Recorded data
** start **

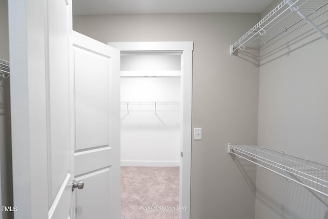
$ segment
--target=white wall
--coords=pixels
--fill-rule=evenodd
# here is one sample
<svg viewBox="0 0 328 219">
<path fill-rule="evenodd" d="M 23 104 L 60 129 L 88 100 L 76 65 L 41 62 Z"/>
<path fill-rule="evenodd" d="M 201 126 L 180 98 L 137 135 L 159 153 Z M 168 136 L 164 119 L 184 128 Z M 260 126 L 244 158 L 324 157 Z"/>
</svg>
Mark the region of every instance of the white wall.
<svg viewBox="0 0 328 219">
<path fill-rule="evenodd" d="M 121 71 L 180 71 L 180 55 L 122 55 Z M 180 102 L 180 77 L 121 77 L 121 102 Z M 122 166 L 178 166 L 180 105 L 121 105 Z"/>
<path fill-rule="evenodd" d="M 73 29 L 108 42 L 192 41 L 193 141 L 191 218 L 254 219 L 256 169 L 234 160 L 227 145 L 257 141 L 259 68 L 229 54 L 230 45 L 259 14 L 77 16 Z M 244 164 L 243 161 L 241 161 Z"/>
<path fill-rule="evenodd" d="M 121 78 L 122 102 L 180 102 L 180 77 Z M 178 166 L 180 105 L 121 105 L 125 166 Z"/>
<path fill-rule="evenodd" d="M 315 20 L 323 27 L 327 22 L 327 12 Z M 328 42 L 314 31 L 304 34 L 310 29 L 280 40 L 282 49 L 260 68 L 258 143 L 328 164 Z M 256 186 L 256 219 L 328 218 L 305 188 L 263 168 Z"/>
<path fill-rule="evenodd" d="M 0 0 L 0 58 L 9 61 L 8 13 L 7 0 Z M 10 78 L 0 82 L 0 166 L 2 206 L 12 206 L 12 174 L 10 132 Z M 1 203 L 2 201 L 2 203 Z M 13 214 L 3 212 L 3 218 L 13 218 Z M 0 218 L 1 216 L 0 215 Z"/>
</svg>

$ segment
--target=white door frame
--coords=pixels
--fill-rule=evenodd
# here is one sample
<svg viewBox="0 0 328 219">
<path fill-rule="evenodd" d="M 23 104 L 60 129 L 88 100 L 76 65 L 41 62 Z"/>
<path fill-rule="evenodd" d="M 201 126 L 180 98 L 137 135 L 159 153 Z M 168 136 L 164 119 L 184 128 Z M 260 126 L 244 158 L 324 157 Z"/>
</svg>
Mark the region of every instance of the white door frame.
<svg viewBox="0 0 328 219">
<path fill-rule="evenodd" d="M 108 45 L 125 52 L 178 52 L 181 62 L 181 151 L 183 153 L 182 172 L 180 173 L 179 205 L 187 207 L 179 211 L 180 219 L 190 218 L 190 175 L 191 166 L 191 119 L 192 52 L 193 42 L 120 42 Z M 182 181 L 182 182 L 181 182 Z M 181 189 L 182 187 L 182 189 Z"/>
</svg>

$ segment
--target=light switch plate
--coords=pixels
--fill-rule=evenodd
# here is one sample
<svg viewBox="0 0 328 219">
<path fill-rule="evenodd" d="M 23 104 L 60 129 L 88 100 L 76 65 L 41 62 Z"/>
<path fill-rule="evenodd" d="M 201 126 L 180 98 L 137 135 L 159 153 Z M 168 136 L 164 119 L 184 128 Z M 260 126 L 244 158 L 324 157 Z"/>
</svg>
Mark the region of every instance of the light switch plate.
<svg viewBox="0 0 328 219">
<path fill-rule="evenodd" d="M 194 140 L 201 140 L 201 128 L 194 128 Z"/>
</svg>

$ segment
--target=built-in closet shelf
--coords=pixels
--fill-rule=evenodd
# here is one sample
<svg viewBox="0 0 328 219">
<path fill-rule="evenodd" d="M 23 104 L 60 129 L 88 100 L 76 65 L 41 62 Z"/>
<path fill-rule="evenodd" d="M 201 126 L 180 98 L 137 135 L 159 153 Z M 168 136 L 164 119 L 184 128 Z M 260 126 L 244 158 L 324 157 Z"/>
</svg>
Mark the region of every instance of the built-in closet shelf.
<svg viewBox="0 0 328 219">
<path fill-rule="evenodd" d="M 3 78 L 7 78 L 10 75 L 9 62 L 0 59 L 0 81 Z"/>
<path fill-rule="evenodd" d="M 326 0 L 283 0 L 238 41 L 230 45 L 230 54 L 239 50 L 260 56 L 262 55 L 261 51 L 268 47 L 270 49 L 270 46 L 279 38 L 278 36 L 289 34 L 293 31 L 291 29 L 292 27 L 302 21 L 312 26 L 328 41 L 328 36 L 321 29 L 324 22 L 315 24 L 317 17 L 328 11 L 327 4 Z"/>
<path fill-rule="evenodd" d="M 179 77 L 181 71 L 121 71 L 121 77 Z"/>
<path fill-rule="evenodd" d="M 228 145 L 228 153 L 305 187 L 327 207 L 315 191 L 328 197 L 328 165 L 259 146 Z"/>
</svg>

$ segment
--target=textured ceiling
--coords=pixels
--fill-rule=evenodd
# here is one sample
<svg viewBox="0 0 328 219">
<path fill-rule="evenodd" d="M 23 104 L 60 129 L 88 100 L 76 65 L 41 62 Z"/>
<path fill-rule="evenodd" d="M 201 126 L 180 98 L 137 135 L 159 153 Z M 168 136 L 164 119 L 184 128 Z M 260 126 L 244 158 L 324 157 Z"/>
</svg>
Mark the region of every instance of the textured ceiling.
<svg viewBox="0 0 328 219">
<path fill-rule="evenodd" d="M 273 0 L 73 0 L 74 15 L 260 13 Z"/>
</svg>

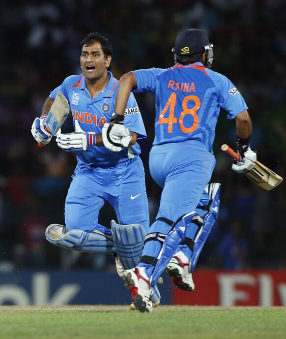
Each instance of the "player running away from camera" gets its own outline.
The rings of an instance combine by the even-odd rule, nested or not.
[[[68,77],[51,92],[41,116],[31,128],[37,141],[50,142],[52,134],[45,120],[57,94],[61,92],[70,106],[75,131],[58,134],[56,141],[63,151],[77,152],[77,165],[65,201],[65,226],[50,225],[46,237],[65,248],[117,253],[116,267],[122,277],[125,269],[137,264],[149,226],[144,169],[137,143],[137,139],[146,137],[146,132],[131,93],[125,110],[124,136],[112,136],[110,150],[104,146],[102,133],[114,111],[119,84],[110,70],[112,46],[93,32],[81,42],[80,52],[83,73]],[[118,223],[112,221],[111,231],[98,223],[106,201],[113,207],[118,219]],[[159,299],[155,291],[153,301]]]
[[[166,267],[176,286],[194,288],[191,272],[219,207],[220,184],[207,184],[215,163],[212,149],[221,107],[235,120],[236,150],[242,161],[232,169],[243,172],[256,160],[249,146],[252,125],[242,96],[226,77],[209,69],[213,47],[203,31],[183,31],[172,50],[174,66],[135,70],[120,79],[116,115],[108,131],[110,138],[120,135],[119,126],[124,135],[123,115],[131,92],[155,95],[155,135],[149,165],[163,191],[140,261],[135,271],[127,270],[124,276],[142,312],[151,310],[150,287]]]

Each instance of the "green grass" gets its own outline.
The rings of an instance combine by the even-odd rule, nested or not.
[[[286,308],[0,306],[0,339],[286,339]]]

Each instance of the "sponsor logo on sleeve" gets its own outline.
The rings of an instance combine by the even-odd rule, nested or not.
[[[124,115],[129,115],[130,114],[140,114],[140,110],[138,107],[132,107],[132,108],[126,108],[124,111]]]
[[[235,95],[236,94],[239,93],[239,91],[236,87],[234,87],[233,88],[229,90],[229,93],[231,95]]]
[[[109,113],[111,110],[111,106],[109,102],[104,102],[101,106],[101,111],[104,113]]]
[[[76,92],[74,92],[73,91],[72,97],[72,104],[73,105],[79,104],[79,93]]]

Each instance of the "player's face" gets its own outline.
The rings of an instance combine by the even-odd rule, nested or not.
[[[94,81],[106,74],[111,62],[111,57],[105,58],[101,44],[95,42],[90,46],[84,46],[81,54],[81,68],[86,78]]]

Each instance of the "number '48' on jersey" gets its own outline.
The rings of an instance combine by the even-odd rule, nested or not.
[[[221,107],[228,112],[229,119],[247,108],[230,80],[200,62],[134,73],[134,92],[150,92],[156,96],[153,145],[195,140],[211,151]]]

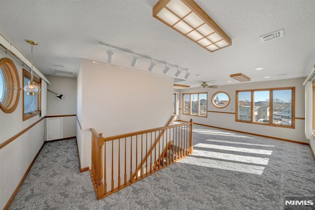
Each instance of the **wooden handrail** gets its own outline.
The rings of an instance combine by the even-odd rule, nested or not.
[[[171,118],[170,118],[169,120],[168,120],[168,121],[166,123],[166,125],[165,125],[165,127],[169,126],[169,125],[171,124],[171,123],[172,122],[173,122],[173,120],[174,120],[174,118],[175,118],[175,116],[174,115],[172,115],[172,117],[171,117]],[[160,130],[158,130],[159,131]],[[149,151],[147,151],[147,155],[146,155],[146,157],[145,157],[144,158],[142,159],[142,161],[141,161],[141,163],[140,165],[138,167],[138,168],[137,168],[137,170],[136,170],[136,171],[134,172],[134,174],[133,174],[132,175],[132,177],[131,179],[134,179],[134,178],[135,177],[137,173],[139,172],[139,170],[140,170],[142,168],[142,165],[143,165],[143,164],[146,162],[146,161],[147,160],[147,157],[148,157],[148,156],[149,155],[152,155],[152,151],[153,151],[154,149],[155,149],[156,148],[156,147],[157,146],[157,145],[158,145],[158,144],[159,143],[159,140],[161,140],[161,138],[162,138],[163,137],[163,134],[164,134],[164,133],[165,133],[166,130],[166,129],[163,129],[162,130],[161,133],[159,134],[159,136],[158,137],[158,138],[157,138],[157,139],[156,140],[155,143],[154,144],[154,145],[151,145],[151,148],[150,148],[150,149],[149,150]]]
[[[181,125],[189,125],[190,123],[190,122],[187,122],[187,123],[181,124]],[[117,135],[117,136],[109,136],[108,137],[103,137],[103,139],[104,142],[107,142],[108,141],[114,140],[115,139],[123,139],[123,138],[128,137],[132,136],[137,136],[138,135],[141,135],[146,133],[151,133],[155,131],[165,130],[167,128],[172,128],[176,127],[177,126],[178,126],[178,125],[169,125],[168,126],[160,127],[157,128],[152,128],[152,129],[149,129],[148,130],[144,130],[141,131],[133,132],[132,133],[128,133],[125,134]]]
[[[171,118],[167,124],[173,119]],[[106,138],[91,128],[90,173],[97,199],[190,154],[192,124],[190,120]]]

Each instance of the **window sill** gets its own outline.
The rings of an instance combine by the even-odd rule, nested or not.
[[[32,114],[30,114],[30,113],[25,114],[23,115],[23,121],[25,121],[27,120],[29,120],[29,119],[32,118],[33,117],[35,117],[36,115],[38,115],[40,114],[40,111],[36,111],[34,113],[32,113]]]
[[[208,118],[208,115],[206,115],[205,116],[203,116],[201,115],[189,115],[189,114],[184,114],[184,113],[182,113],[182,115],[188,115],[189,116],[199,117],[199,118]]]
[[[239,122],[245,122],[247,123],[254,124],[256,125],[268,125],[268,126],[271,126],[274,127],[283,127],[285,128],[292,128],[292,129],[295,128],[293,125],[281,125],[281,124],[277,124],[264,123],[258,122],[251,122],[250,121],[239,120],[235,120],[235,121]]]

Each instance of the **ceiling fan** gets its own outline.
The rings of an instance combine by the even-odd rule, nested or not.
[[[201,88],[218,88],[218,86],[219,86],[218,85],[208,85],[208,84],[207,83],[207,82],[202,82],[202,83],[201,83],[200,86],[198,87],[201,87]]]

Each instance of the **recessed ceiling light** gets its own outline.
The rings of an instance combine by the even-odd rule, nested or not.
[[[286,75],[286,73],[284,73],[283,74],[279,74],[277,75],[277,76],[284,76],[284,75]]]

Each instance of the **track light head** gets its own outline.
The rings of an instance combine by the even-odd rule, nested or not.
[[[134,54],[133,54],[133,57],[132,57],[132,60],[131,60],[131,62],[130,63],[130,65],[133,67],[136,67],[137,64],[138,63],[138,60],[139,60],[139,58],[136,57],[134,56]]]
[[[63,94],[62,94],[61,95],[57,95],[57,96],[56,96],[56,97],[59,100],[61,100],[61,97],[63,97]]]
[[[106,60],[109,63],[113,62],[114,61],[114,52],[110,50],[111,46],[109,46],[109,50],[106,51]]]
[[[180,71],[178,69],[178,67],[177,67],[177,71],[176,71],[176,73],[175,73],[175,77],[178,77],[179,75],[181,74],[181,73],[182,73],[182,72],[181,71]]]
[[[188,72],[188,70],[186,70],[186,71],[187,71],[187,73],[186,73],[186,75],[185,75],[185,79],[187,80],[187,79],[188,79],[189,76],[190,76],[191,74]]]
[[[156,67],[156,63],[155,63],[154,62],[152,62],[152,59],[151,59],[151,63],[148,67],[148,70],[149,70],[149,71],[152,71],[153,70],[153,69]]]
[[[165,68],[164,68],[163,70],[163,73],[166,75],[166,74],[167,74],[167,73],[168,73],[169,70],[169,67],[166,66],[166,63],[165,63]]]
[[[114,52],[111,50],[106,51],[106,60],[109,63],[113,62],[114,61]]]

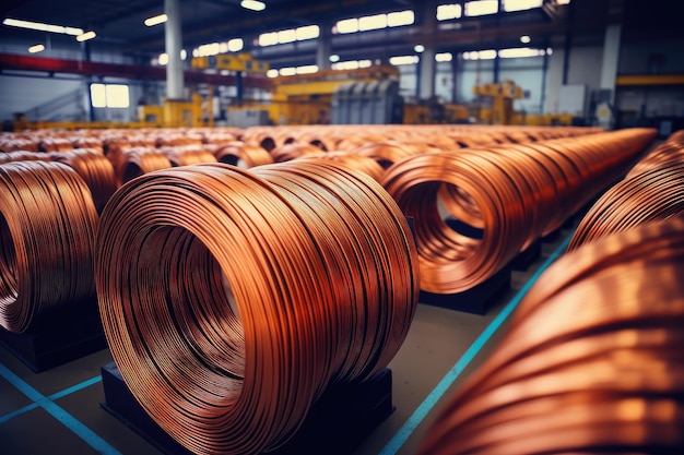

** end **

● Set exercise
Can you convert the records, starting with the line containing "Each instance of the **recessed" and continuing through the end of the records, into a JSON list of strings with one string per line and blank lines omitted? Leave any pictures out.

● Output for this task
[
  "Each instance of the **recessed ceiling light** gets its own outline.",
  "The rings of an instance combine by the even-odd rule, nested or not.",
  "[[[286,75],[286,73],[284,73],[283,74],[279,74],[277,75],[277,76],[284,76],[284,75]]]",
  "Each instance of the **track light head** gets its own outline.",
  "The rings of an instance combine by the even-odd rule, nested or not.",
  "[[[134,54],[133,54],[133,57],[132,57],[132,60],[131,60],[131,62],[130,63],[130,65],[133,67],[136,67],[137,64],[138,63],[138,60],[139,60],[139,58],[136,57],[134,56]]]",
  "[[[63,94],[62,94],[61,95],[57,95],[57,96],[56,96],[56,97],[59,100],[61,100],[61,97],[63,97]]]",
  "[[[106,60],[109,63],[113,62],[114,61],[114,52],[110,50],[111,46],[109,46],[109,50],[106,51]]]",
  "[[[180,71],[178,69],[178,67],[177,67],[177,71],[176,71],[176,73],[175,73],[175,77],[178,77],[179,75],[181,74],[181,73],[182,73],[182,72],[181,71]]]",
  "[[[188,72],[188,70],[186,70],[186,71],[187,71],[187,73],[186,73],[186,75],[185,75],[185,79],[187,80],[187,79],[188,79],[189,76],[190,76],[191,74]]]",
  "[[[156,67],[156,63],[155,63],[154,62],[152,62],[152,59],[151,59],[151,63],[148,67],[148,70],[149,70],[149,71],[152,71],[153,70],[153,69]]]",
  "[[[165,68],[164,68],[163,70],[163,73],[166,75],[166,74],[167,74],[167,73],[168,73],[169,70],[169,67],[166,66],[166,63],[165,63]]]",
  "[[[114,52],[111,50],[106,51],[106,60],[109,63],[113,62],[114,61]]]"
]